>> Begin DATA LISTING

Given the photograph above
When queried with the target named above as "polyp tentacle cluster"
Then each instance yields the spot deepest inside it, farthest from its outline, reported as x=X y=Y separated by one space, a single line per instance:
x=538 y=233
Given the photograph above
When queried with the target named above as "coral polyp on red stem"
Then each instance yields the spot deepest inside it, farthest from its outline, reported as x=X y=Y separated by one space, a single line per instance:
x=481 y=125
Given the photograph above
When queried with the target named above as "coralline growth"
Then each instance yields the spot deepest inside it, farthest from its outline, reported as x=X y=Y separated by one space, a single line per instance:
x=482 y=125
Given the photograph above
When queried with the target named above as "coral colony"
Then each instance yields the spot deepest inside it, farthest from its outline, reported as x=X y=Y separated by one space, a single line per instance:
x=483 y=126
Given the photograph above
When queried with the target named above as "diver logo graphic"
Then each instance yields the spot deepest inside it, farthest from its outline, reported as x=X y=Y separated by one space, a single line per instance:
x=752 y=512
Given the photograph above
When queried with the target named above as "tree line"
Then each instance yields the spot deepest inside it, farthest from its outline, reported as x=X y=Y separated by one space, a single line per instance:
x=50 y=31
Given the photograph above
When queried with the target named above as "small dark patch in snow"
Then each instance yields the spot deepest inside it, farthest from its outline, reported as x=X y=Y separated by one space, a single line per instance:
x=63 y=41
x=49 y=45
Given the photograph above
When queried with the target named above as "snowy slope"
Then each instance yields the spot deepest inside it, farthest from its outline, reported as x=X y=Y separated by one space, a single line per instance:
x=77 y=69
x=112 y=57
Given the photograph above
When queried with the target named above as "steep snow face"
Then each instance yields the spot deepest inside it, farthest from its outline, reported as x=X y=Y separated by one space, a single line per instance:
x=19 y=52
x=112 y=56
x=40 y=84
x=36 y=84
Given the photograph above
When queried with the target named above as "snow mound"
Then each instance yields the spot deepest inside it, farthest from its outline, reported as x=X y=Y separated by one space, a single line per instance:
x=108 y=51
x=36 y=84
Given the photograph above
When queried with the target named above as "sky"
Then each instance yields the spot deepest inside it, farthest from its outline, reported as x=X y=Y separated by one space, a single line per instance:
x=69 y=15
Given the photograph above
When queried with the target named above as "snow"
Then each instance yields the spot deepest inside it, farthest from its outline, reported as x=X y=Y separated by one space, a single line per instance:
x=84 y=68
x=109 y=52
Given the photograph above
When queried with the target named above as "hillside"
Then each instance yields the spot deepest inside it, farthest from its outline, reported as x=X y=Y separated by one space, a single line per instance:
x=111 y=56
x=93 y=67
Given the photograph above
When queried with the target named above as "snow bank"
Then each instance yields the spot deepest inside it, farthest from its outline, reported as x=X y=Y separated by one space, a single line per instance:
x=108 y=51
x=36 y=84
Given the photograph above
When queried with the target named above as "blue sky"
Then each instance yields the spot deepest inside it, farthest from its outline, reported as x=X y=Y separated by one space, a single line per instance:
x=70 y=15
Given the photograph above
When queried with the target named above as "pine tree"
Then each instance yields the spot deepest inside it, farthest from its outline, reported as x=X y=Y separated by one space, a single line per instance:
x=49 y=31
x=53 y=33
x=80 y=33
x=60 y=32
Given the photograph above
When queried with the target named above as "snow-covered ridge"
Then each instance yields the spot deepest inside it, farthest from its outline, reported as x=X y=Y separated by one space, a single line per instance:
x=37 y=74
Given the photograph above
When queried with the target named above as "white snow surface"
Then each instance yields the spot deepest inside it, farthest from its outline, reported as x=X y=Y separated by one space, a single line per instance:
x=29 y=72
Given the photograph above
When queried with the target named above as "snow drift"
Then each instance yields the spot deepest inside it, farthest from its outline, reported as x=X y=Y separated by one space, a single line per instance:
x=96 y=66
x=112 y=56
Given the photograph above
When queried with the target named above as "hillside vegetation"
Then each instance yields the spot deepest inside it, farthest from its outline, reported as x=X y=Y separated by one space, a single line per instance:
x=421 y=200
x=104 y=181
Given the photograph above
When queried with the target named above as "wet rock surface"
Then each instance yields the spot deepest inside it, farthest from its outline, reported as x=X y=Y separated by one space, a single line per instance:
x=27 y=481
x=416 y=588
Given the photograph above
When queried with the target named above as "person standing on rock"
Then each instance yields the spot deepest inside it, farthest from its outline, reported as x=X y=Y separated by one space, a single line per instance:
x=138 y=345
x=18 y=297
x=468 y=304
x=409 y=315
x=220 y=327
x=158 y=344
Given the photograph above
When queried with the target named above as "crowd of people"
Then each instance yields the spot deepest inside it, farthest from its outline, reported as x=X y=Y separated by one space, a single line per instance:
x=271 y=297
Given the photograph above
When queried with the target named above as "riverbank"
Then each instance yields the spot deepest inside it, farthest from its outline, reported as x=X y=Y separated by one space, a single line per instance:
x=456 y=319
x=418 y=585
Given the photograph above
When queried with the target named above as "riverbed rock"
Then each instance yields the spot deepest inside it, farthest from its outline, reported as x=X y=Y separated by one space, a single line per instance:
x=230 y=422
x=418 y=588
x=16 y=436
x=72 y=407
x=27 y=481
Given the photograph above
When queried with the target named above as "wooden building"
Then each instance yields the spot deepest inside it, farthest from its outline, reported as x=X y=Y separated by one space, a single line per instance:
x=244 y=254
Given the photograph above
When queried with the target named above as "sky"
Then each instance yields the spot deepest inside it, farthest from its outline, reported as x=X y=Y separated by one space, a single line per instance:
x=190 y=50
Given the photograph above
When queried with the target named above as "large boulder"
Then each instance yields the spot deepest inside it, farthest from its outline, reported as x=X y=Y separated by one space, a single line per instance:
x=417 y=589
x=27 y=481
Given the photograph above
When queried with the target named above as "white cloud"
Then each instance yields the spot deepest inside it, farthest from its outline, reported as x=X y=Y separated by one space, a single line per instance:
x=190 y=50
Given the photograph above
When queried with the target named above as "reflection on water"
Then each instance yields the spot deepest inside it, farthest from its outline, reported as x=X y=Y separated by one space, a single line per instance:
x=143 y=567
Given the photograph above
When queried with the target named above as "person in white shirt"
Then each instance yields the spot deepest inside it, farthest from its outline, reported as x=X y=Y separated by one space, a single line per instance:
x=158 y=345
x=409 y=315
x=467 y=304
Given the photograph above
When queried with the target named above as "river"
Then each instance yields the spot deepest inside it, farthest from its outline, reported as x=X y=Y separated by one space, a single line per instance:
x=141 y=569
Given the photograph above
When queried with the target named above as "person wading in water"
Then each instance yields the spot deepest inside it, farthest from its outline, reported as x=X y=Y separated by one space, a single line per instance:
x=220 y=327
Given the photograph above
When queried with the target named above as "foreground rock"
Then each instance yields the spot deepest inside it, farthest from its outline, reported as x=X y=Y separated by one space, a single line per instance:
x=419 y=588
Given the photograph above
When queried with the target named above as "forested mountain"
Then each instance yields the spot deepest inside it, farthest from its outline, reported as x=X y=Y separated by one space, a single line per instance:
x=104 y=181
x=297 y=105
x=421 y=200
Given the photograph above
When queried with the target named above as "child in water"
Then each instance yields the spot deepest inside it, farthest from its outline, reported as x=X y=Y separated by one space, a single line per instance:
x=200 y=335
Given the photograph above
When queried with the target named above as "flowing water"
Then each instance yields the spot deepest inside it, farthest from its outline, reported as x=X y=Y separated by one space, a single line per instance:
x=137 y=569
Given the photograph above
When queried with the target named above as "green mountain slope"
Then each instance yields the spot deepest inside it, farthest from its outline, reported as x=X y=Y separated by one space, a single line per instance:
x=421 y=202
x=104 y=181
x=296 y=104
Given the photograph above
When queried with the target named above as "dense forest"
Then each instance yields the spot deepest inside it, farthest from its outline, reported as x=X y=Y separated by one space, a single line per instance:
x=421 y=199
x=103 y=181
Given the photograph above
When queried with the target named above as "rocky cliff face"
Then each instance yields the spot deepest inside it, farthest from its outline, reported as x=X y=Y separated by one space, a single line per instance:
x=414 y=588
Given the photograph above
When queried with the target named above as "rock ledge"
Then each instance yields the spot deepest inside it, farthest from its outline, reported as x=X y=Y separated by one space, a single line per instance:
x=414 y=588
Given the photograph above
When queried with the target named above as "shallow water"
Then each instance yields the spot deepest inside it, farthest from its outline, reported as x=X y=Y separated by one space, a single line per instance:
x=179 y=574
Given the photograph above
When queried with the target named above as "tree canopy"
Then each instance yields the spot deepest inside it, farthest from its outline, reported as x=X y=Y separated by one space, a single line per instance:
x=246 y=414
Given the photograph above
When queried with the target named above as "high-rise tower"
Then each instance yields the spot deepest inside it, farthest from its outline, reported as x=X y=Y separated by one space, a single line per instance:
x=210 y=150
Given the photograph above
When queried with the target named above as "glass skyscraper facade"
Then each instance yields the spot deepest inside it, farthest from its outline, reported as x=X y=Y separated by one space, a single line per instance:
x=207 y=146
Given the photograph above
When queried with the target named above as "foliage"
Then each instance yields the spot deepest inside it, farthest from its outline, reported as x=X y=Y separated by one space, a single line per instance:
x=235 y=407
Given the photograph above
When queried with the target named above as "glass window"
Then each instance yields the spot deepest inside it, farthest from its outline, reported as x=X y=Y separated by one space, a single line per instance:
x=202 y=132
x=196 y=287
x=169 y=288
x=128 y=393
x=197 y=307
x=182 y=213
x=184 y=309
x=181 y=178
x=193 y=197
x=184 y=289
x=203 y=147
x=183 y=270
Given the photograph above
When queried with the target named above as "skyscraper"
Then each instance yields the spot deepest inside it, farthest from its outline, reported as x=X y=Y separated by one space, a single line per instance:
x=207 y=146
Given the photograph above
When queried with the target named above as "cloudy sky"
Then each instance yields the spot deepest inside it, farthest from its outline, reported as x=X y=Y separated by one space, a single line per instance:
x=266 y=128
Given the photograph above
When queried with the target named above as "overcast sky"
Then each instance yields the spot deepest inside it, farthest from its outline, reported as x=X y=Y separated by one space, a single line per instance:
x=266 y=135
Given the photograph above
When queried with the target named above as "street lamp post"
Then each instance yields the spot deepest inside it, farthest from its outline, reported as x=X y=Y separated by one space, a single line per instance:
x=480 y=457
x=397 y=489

>> End DATA LISTING

Count the lines in the rows above that contain the word "person", and give only the number.

3